Wed May 08, 2013 7:22 am

Ok, here goes.... I am finally getting some new knives and want to treat them right. I have the Chefs Choice 120 which I hate because I feel there's little control when it goes banging around as it sucks the knife through. Maybe it's just me. I am really interested in using stones and I need some feedback on my plan.

The knives I am purchasing are the Tojiro 270mm ITK Bread Knife and the Tojiro DP Gyuto 210mm. The latter will be used on veggies. I'm a vegetarian, so not sure if I "need" any other knives because my old chef's knife just died and it was the go to knife and only one I really used. Although the Ken Onion looks very pretty and comfortable to use.

I am thinking of getting the Idahone Fine Ceramic Sharpening Rod. Is this the one to get?

For stones, etc: DMT XX Coarse for flattening. Shapton Pro Orange 1000. Shapton Glass Stone 6000 grit. Do I need this high of a grit for veggies? Any recommendations? Of course for my personal use I don't want to spend tons of money but I don't want something that is mediocre or hard to use (too skinny).

And for finish: a Balsa pad and the .5 micron Ken's CBN spray. This is where my brain started to explode - so many options and I just picked those two because I have no idea what else to do.

Thanks for your input!!!

Re: New Knives - Need help with sharpening...

Wed May 08, 2013 8:18 am

Throw the Ken Onion out, please?!?! :o I really respect what Ken Onion has done for the knife world, but he should never have designed a chef's knife that looks like the one Shun put out.

The Idahone is nice, yes. Maybe unnecessary though. Most folks around here won't use a honing rod on their hard steel knives. It can microchip the edge. If you're a home cook, it's almost completely unnecessary as the only real use for one IMHO is if the knife gets really dull during service (professional cook) to bring the edge back.

Need a 6000, no. Most all knives will come with an edge equivalent to about a 1,000 grit edge. If the knife comes to you sharp enough (which it likely will) to use, then all you need to replicate that is a 1,000 grit stone. A 6,000 grit stone is nice because it will polish the edge finer and make for a sharper knife. Some like toothy edges, some like more refined/polished edges....it's a matter of preference. However, at the end of the day, proper sharpening on a 1,000 grit stone will leave the edge shaving sharp. I would not want only a 1,000 grit stone.....but I'm nuts. You should determine where you lie. :)

> DATASET EXCERPTS:
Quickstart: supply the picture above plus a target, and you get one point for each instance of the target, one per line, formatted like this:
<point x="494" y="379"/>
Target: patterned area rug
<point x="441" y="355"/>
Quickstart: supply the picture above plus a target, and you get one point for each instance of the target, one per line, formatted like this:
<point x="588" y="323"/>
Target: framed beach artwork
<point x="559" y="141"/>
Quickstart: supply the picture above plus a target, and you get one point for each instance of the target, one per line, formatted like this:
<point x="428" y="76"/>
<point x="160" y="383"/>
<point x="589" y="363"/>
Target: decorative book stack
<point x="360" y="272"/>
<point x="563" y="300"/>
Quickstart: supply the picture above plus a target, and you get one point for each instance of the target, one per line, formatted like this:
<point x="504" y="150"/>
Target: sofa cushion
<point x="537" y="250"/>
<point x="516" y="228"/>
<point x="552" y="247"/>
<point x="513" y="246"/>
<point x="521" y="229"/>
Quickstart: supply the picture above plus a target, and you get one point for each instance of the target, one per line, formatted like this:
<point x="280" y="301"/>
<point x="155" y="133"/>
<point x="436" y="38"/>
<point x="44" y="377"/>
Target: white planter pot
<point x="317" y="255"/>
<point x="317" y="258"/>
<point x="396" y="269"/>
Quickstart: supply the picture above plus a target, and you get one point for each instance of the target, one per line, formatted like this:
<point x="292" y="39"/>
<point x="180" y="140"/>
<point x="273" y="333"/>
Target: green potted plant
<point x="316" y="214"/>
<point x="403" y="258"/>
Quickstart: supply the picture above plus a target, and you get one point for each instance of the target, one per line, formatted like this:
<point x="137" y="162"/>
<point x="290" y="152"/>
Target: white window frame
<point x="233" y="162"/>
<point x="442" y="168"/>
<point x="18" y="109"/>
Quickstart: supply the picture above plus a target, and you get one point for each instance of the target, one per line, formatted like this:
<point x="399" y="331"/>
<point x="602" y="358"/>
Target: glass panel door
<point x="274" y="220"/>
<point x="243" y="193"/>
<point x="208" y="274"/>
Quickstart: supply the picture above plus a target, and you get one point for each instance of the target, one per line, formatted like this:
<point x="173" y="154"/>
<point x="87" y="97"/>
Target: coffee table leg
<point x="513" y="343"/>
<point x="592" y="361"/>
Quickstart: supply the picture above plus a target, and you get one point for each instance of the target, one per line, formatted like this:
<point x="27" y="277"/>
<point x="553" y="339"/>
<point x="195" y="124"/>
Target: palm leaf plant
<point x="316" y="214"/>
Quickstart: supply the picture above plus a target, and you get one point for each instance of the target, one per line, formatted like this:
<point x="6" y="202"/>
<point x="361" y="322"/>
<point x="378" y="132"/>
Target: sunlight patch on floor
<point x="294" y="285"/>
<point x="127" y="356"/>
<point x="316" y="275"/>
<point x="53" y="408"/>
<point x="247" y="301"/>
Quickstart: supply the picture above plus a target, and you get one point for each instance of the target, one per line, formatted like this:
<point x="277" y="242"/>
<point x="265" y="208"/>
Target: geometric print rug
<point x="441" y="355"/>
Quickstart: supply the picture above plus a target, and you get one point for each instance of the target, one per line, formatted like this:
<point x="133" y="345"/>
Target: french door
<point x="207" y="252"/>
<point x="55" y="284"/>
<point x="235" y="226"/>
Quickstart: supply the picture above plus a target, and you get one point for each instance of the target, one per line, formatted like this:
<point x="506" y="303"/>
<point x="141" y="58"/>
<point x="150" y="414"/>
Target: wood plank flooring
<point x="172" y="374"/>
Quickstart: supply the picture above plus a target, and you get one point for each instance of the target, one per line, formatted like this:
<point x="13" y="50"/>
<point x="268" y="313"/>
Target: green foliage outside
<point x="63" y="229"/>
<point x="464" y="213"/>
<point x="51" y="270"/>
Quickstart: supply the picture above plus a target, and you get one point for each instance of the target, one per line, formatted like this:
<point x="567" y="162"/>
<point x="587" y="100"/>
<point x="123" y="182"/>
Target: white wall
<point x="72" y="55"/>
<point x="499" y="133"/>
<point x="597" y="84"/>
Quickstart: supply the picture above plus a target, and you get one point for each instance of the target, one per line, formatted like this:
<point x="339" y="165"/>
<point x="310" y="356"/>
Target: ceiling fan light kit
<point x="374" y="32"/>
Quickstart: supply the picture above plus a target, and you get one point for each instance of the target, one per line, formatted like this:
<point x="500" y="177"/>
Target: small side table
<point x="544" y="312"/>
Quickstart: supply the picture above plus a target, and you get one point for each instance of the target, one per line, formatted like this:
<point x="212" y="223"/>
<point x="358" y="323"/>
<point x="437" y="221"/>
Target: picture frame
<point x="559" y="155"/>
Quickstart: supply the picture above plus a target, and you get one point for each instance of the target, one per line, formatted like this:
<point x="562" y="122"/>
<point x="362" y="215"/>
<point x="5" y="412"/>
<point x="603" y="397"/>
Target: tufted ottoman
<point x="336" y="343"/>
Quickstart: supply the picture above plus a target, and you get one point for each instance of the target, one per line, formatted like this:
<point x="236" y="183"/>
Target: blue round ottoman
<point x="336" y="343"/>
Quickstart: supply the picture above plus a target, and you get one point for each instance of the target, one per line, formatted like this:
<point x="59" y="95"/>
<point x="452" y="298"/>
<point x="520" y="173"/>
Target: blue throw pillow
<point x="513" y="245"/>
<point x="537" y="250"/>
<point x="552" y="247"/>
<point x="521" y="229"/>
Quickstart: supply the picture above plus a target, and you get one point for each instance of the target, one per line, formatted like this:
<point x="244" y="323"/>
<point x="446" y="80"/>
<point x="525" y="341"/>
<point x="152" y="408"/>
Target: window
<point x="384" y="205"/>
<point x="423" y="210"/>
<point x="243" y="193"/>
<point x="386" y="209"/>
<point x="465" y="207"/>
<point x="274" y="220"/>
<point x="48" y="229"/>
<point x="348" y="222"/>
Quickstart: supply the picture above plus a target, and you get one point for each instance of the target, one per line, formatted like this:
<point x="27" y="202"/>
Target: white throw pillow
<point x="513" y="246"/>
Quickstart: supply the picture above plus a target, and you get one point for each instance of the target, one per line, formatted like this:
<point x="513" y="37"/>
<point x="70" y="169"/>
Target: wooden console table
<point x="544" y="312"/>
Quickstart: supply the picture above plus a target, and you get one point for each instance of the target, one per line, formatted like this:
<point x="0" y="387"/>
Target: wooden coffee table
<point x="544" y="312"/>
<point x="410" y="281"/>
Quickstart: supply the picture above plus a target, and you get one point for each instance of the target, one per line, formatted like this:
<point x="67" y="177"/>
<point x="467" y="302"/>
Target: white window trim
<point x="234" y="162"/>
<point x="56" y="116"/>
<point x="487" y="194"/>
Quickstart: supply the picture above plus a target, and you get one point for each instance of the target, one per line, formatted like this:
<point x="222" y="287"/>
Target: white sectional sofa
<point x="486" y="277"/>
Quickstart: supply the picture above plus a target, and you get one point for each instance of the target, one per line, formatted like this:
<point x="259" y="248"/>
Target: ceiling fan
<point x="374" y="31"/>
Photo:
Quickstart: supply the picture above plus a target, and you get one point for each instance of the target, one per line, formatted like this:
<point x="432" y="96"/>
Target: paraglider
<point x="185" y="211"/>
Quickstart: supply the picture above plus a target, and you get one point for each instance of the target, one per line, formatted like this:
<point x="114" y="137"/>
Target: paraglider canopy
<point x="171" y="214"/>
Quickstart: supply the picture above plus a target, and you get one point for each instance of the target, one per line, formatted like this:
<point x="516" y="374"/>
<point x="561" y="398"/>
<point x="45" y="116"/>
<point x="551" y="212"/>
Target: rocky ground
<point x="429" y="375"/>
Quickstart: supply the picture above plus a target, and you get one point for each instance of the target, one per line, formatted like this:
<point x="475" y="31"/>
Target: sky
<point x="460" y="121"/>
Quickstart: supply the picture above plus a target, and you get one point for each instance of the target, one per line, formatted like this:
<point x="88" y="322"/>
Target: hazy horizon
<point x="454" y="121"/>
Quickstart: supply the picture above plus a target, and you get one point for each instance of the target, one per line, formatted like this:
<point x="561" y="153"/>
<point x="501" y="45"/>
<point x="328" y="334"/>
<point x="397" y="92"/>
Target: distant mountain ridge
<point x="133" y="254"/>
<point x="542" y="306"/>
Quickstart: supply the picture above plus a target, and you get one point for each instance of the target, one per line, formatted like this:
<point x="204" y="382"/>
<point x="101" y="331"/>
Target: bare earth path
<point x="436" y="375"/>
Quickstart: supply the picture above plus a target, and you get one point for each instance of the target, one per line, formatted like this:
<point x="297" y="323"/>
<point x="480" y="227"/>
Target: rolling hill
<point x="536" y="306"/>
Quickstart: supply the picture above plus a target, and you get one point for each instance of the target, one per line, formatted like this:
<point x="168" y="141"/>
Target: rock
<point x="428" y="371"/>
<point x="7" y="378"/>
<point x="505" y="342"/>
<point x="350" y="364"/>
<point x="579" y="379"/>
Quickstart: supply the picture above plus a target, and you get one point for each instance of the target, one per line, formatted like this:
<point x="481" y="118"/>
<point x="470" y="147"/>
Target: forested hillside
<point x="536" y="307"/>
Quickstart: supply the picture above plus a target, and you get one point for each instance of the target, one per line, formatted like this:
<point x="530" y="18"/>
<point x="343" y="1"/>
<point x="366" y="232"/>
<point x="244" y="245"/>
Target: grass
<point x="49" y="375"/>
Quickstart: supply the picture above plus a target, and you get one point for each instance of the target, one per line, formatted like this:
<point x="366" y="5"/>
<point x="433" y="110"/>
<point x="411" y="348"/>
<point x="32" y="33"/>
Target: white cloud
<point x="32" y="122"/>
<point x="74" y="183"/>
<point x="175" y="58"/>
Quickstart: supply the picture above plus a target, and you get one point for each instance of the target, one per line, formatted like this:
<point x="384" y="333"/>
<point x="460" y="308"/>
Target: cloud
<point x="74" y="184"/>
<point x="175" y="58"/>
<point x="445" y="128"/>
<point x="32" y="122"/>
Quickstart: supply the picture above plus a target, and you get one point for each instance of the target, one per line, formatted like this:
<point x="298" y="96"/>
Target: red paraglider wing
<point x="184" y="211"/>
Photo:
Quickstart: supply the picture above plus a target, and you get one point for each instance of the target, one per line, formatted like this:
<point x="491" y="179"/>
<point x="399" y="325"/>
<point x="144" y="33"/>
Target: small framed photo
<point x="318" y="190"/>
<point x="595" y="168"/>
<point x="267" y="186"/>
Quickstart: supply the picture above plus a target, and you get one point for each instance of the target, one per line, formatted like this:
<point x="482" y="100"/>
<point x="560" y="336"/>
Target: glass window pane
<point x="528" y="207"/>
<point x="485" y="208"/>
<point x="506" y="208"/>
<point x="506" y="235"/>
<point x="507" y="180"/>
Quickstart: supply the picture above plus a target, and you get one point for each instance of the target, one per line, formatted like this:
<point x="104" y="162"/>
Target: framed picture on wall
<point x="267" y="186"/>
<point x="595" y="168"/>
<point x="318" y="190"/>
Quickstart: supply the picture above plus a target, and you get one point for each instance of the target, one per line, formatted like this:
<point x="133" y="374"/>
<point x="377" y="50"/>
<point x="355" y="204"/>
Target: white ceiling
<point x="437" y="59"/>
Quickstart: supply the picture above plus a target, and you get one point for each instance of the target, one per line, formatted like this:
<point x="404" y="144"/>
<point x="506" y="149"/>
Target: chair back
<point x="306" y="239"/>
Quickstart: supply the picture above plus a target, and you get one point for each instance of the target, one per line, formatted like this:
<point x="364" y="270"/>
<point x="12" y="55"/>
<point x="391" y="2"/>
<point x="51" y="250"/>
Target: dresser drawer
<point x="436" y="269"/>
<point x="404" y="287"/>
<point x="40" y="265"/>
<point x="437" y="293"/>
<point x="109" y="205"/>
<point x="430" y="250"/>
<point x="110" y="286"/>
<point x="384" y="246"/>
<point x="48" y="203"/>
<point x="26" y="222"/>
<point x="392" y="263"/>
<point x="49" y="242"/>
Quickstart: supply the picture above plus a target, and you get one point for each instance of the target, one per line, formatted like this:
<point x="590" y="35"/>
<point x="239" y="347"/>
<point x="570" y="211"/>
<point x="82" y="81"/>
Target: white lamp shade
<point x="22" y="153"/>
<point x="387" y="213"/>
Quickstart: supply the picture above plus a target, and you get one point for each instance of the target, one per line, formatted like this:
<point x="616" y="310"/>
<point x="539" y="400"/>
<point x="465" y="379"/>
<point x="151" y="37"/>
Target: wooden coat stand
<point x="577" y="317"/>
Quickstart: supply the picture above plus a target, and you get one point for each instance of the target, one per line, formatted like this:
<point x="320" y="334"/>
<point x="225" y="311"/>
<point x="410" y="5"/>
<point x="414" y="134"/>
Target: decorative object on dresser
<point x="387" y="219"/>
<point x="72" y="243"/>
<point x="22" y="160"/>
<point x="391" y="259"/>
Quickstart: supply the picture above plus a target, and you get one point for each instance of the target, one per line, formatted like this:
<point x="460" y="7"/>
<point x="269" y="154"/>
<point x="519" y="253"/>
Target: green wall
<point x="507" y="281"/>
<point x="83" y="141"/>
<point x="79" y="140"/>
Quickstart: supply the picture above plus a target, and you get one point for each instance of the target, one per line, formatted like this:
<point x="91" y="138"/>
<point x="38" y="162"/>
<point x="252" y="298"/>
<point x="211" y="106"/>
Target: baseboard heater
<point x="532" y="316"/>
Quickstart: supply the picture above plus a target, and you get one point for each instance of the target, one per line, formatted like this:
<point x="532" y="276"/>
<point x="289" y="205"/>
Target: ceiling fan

> EXERCISES TO COMPLETE:
a: In the knife sharpening thread, which two knives does the first poster say they are buying?
b: Continue the knife sharpening thread from the point where it stops.

> WRITTEN RESPONSES:
a: The Tojiro 270mm ITK Bread Knife and the Tojiro DP Gyuto 210mm.

b:
The "finish" you're thinking about getting is certainly good....but you don't need them. See above dissertation for why. :)

Re: New Knives - Need help with sharpening...

Wed May 08, 2013 8:20 am

I'm new here myself, so I'll defer to the gurus when they weigh in.

* Electric Sharpeners are almost universally bad for knives. As soon as you are able, I urge you to unplug and regift it to someone you hate.

* As for stones:

> The 8x2.75 DMT is great (mine just arrived yesturday), but if you can afford the higher price, go with the larger 10x4 DMT, or with the Atoma 140 Big, since the extra size will keep you fully compatible with any any stones you add to your collection. For flattening stones, bigger is better. Also, make sure you get a no-slip pad for it, or better still, mount a stop to a working board that can be braced against the nearest wall, for maximum stability, because you dont want to have it slip suddenly while you're aggressively working on it, trust me.

> 1k is better suited for edge refinement & maintenance rather than new edge creation (although I have done it), so I'd recommend adding something between that and the 140 in your current list ... perhaps a 320 Shapton glass, or something comparable. That's the workhorse grit range you want for most initial sharpening ... after which you can use the 1k+ for smoothing and maintaining existing high quality edges. The diamondplate is mostly for leveling or major repairs.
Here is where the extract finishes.